Content starts

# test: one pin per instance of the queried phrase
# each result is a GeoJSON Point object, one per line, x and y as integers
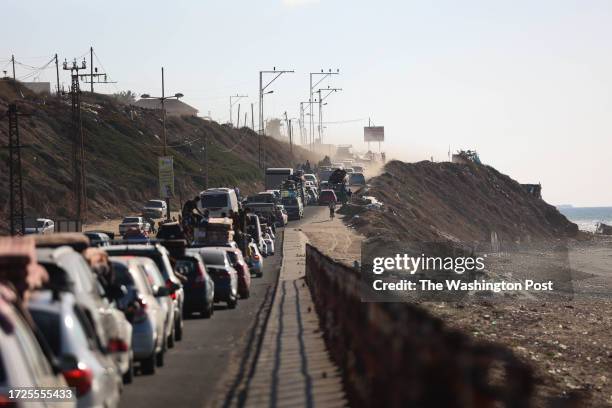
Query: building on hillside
{"type": "Point", "coordinates": [174, 107]}
{"type": "Point", "coordinates": [38, 87]}
{"type": "Point", "coordinates": [273, 128]}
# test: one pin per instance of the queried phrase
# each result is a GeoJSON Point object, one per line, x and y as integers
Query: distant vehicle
{"type": "Point", "coordinates": [264, 197]}
{"type": "Point", "coordinates": [22, 360]}
{"type": "Point", "coordinates": [67, 330]}
{"type": "Point", "coordinates": [133, 222]}
{"type": "Point", "coordinates": [269, 244]}
{"type": "Point", "coordinates": [294, 207]}
{"type": "Point", "coordinates": [356, 179]}
{"type": "Point", "coordinates": [41, 226]}
{"type": "Point", "coordinates": [312, 178]}
{"type": "Point", "coordinates": [200, 287]}
{"type": "Point", "coordinates": [155, 209]}
{"type": "Point", "coordinates": [254, 259]}
{"type": "Point", "coordinates": [244, 274]}
{"type": "Point", "coordinates": [170, 230]}
{"type": "Point", "coordinates": [223, 274]}
{"type": "Point", "coordinates": [218, 201]}
{"type": "Point", "coordinates": [327, 196]}
{"type": "Point", "coordinates": [282, 215]}
{"type": "Point", "coordinates": [99, 239]}
{"type": "Point", "coordinates": [324, 176]}
{"type": "Point", "coordinates": [276, 176]}
{"type": "Point", "coordinates": [144, 312]}
{"type": "Point", "coordinates": [161, 257]}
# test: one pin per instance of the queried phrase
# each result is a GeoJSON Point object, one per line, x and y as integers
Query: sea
{"type": "Point", "coordinates": [587, 217]}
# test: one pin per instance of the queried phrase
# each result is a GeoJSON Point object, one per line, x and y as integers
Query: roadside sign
{"type": "Point", "coordinates": [374, 134]}
{"type": "Point", "coordinates": [166, 177]}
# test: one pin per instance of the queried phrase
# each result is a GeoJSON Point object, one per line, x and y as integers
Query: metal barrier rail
{"type": "Point", "coordinates": [398, 355]}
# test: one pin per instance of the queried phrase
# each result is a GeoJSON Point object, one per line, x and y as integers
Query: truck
{"type": "Point", "coordinates": [275, 177]}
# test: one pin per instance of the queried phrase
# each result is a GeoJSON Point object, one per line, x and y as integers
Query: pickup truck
{"type": "Point", "coordinates": [133, 222]}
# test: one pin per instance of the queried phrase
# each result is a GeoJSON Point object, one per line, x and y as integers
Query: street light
{"type": "Point", "coordinates": [162, 100]}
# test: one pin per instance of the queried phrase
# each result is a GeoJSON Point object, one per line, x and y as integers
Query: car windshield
{"type": "Point", "coordinates": [48, 324]}
{"type": "Point", "coordinates": [214, 200]}
{"type": "Point", "coordinates": [357, 178]}
{"type": "Point", "coordinates": [288, 201]}
{"type": "Point", "coordinates": [214, 257]}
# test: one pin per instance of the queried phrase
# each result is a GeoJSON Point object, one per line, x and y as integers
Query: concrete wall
{"type": "Point", "coordinates": [398, 355]}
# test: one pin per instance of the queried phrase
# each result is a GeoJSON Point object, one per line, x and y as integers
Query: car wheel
{"type": "Point", "coordinates": [171, 339]}
{"type": "Point", "coordinates": [147, 366]}
{"type": "Point", "coordinates": [128, 377]}
{"type": "Point", "coordinates": [178, 330]}
{"type": "Point", "coordinates": [207, 311]}
{"type": "Point", "coordinates": [231, 304]}
{"type": "Point", "coordinates": [159, 358]}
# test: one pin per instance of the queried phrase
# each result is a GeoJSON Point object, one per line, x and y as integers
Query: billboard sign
{"type": "Point", "coordinates": [166, 176]}
{"type": "Point", "coordinates": [374, 134]}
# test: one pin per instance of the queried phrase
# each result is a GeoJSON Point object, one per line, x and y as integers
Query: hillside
{"type": "Point", "coordinates": [463, 203]}
{"type": "Point", "coordinates": [122, 144]}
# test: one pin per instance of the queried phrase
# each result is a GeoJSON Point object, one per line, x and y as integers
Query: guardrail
{"type": "Point", "coordinates": [397, 354]}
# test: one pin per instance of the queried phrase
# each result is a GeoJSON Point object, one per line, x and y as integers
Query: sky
{"type": "Point", "coordinates": [528, 84]}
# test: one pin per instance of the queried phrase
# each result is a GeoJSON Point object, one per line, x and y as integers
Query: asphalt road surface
{"type": "Point", "coordinates": [195, 367]}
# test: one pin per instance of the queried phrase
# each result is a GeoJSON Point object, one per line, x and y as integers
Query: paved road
{"type": "Point", "coordinates": [196, 366]}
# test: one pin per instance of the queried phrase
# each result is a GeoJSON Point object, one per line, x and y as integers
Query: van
{"type": "Point", "coordinates": [276, 176]}
{"type": "Point", "coordinates": [218, 201]}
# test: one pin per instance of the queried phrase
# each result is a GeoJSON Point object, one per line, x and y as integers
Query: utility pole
{"type": "Point", "coordinates": [262, 88]}
{"type": "Point", "coordinates": [324, 75]}
{"type": "Point", "coordinates": [252, 118]}
{"type": "Point", "coordinates": [57, 75]}
{"type": "Point", "coordinates": [321, 99]}
{"type": "Point", "coordinates": [78, 154]}
{"type": "Point", "coordinates": [94, 75]}
{"type": "Point", "coordinates": [162, 100]}
{"type": "Point", "coordinates": [16, 204]}
{"type": "Point", "coordinates": [235, 98]}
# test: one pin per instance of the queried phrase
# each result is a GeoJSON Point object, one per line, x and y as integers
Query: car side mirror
{"type": "Point", "coordinates": [162, 291]}
{"type": "Point", "coordinates": [64, 363]}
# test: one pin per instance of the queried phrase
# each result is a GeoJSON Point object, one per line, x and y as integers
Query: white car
{"type": "Point", "coordinates": [218, 201]}
{"type": "Point", "coordinates": [133, 222]}
{"type": "Point", "coordinates": [67, 330]}
{"type": "Point", "coordinates": [155, 209]}
{"type": "Point", "coordinates": [149, 338]}
{"type": "Point", "coordinates": [22, 361]}
{"type": "Point", "coordinates": [42, 226]}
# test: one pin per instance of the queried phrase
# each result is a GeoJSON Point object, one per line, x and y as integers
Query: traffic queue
{"type": "Point", "coordinates": [91, 310]}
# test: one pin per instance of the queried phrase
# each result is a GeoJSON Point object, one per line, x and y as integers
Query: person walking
{"type": "Point", "coordinates": [332, 210]}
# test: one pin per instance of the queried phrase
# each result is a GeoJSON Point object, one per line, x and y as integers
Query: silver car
{"type": "Point", "coordinates": [143, 311]}
{"type": "Point", "coordinates": [63, 323]}
{"type": "Point", "coordinates": [22, 361]}
{"type": "Point", "coordinates": [156, 280]}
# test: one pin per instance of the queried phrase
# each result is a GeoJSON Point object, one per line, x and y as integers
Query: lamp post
{"type": "Point", "coordinates": [162, 100]}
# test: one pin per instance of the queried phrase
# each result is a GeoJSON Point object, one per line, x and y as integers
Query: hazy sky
{"type": "Point", "coordinates": [528, 84]}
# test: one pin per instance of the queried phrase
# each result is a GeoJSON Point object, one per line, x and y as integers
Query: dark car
{"type": "Point", "coordinates": [244, 274]}
{"type": "Point", "coordinates": [199, 288]}
{"type": "Point", "coordinates": [327, 196]}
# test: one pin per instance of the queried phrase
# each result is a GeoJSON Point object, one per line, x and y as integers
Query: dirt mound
{"type": "Point", "coordinates": [463, 203]}
{"type": "Point", "coordinates": [122, 144]}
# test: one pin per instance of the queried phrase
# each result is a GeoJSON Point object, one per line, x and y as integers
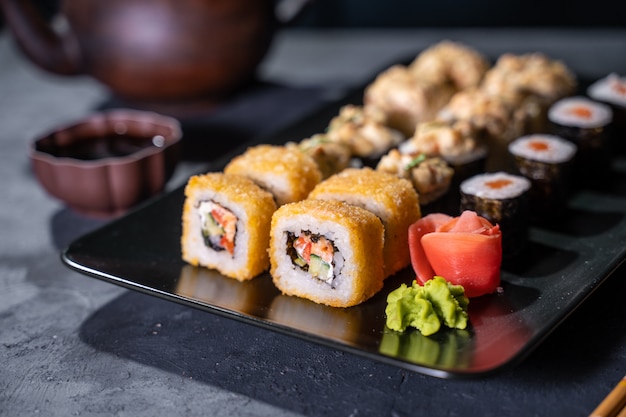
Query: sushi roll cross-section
{"type": "Point", "coordinates": [547, 161]}
{"type": "Point", "coordinates": [392, 199]}
{"type": "Point", "coordinates": [587, 124]}
{"type": "Point", "coordinates": [502, 199]}
{"type": "Point", "coordinates": [329, 252]}
{"type": "Point", "coordinates": [225, 225]}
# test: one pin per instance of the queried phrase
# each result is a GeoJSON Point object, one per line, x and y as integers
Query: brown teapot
{"type": "Point", "coordinates": [174, 54]}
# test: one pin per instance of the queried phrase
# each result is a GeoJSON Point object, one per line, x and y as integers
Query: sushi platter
{"type": "Point", "coordinates": [562, 264]}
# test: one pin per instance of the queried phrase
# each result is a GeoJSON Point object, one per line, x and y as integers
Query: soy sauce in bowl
{"type": "Point", "coordinates": [108, 162]}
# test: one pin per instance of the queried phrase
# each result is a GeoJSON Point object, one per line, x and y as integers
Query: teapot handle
{"type": "Point", "coordinates": [287, 11]}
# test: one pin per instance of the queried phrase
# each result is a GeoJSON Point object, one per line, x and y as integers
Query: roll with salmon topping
{"type": "Point", "coordinates": [502, 199]}
{"type": "Point", "coordinates": [284, 171]}
{"type": "Point", "coordinates": [329, 252]}
{"type": "Point", "coordinates": [225, 225]}
{"type": "Point", "coordinates": [392, 199]}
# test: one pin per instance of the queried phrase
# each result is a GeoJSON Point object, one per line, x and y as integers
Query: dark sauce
{"type": "Point", "coordinates": [100, 147]}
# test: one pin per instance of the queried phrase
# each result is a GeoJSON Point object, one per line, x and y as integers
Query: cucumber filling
{"type": "Point", "coordinates": [314, 254]}
{"type": "Point", "coordinates": [218, 226]}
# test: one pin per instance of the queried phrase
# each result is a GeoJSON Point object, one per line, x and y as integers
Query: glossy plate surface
{"type": "Point", "coordinates": [561, 266]}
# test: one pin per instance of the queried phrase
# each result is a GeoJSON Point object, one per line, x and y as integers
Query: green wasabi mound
{"type": "Point", "coordinates": [427, 307]}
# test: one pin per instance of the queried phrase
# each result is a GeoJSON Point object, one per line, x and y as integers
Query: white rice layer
{"type": "Point", "coordinates": [610, 89]}
{"type": "Point", "coordinates": [495, 186]}
{"type": "Point", "coordinates": [550, 149]}
{"type": "Point", "coordinates": [580, 112]}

Content ends

● WORK TO BE COMPLETED:
Reproduce each line, exactly as it appears, from the one that contains "Query: glossy plate surface" through the last line of the records. Add no other lines.

● TASK OUTPUT:
Query: glossy plate surface
{"type": "Point", "coordinates": [561, 266]}
# test: one pin per instance of the queried phrase
# each result is a GeoJSON Point object, one per line, x and y as integers
Query: green wasabi mound
{"type": "Point", "coordinates": [427, 307]}
# test: one pin per instance of the queried phrase
# each result is a GeoJSON Point object, one per line, x and y as integers
Query: white rice layer
{"type": "Point", "coordinates": [610, 89]}
{"type": "Point", "coordinates": [495, 186]}
{"type": "Point", "coordinates": [550, 149]}
{"type": "Point", "coordinates": [580, 112]}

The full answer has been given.